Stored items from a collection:
<<<<

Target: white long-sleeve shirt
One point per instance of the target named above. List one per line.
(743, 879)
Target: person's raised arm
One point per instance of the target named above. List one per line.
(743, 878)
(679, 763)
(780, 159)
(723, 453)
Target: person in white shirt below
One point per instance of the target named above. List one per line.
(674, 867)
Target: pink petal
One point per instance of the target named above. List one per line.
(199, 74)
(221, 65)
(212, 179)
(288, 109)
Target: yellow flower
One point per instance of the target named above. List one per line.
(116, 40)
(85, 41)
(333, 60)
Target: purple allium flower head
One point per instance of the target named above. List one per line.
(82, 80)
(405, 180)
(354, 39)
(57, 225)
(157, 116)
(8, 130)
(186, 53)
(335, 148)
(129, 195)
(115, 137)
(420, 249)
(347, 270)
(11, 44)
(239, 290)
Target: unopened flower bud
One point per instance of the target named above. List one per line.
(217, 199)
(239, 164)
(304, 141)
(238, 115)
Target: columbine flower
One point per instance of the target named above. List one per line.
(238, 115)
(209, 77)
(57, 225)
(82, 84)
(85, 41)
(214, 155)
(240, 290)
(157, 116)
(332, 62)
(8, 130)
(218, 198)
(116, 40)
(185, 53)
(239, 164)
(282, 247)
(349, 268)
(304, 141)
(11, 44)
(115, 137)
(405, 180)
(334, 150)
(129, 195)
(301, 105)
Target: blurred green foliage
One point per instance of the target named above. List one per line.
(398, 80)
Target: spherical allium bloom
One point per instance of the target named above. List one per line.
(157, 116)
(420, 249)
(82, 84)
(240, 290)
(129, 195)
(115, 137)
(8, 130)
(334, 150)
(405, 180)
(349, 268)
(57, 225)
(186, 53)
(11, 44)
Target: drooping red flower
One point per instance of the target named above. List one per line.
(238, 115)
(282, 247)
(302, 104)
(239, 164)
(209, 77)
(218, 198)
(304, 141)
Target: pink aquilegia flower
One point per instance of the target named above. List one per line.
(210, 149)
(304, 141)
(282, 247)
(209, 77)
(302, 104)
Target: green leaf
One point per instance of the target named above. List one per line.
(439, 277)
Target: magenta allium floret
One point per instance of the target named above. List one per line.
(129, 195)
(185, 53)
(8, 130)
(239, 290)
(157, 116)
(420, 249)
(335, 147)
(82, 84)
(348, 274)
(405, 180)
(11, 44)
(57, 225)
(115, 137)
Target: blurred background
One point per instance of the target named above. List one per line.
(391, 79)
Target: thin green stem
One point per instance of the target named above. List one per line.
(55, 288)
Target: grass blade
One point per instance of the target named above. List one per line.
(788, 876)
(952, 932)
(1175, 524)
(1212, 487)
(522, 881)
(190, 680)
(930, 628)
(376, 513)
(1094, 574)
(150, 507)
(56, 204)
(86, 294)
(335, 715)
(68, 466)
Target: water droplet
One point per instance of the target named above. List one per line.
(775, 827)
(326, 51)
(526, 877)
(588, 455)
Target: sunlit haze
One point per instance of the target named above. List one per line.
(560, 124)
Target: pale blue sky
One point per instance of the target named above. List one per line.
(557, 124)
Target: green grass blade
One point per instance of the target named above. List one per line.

>>>>

INSTRUCTIONS FOR THE TASK ::
Lines that contain "allium" should be pulled from the entries above and reported.

OUTPUT FOR THIS TASK ::
Target: purple allium flower head
Target: spherical allium bloom
Target: magenta allium floret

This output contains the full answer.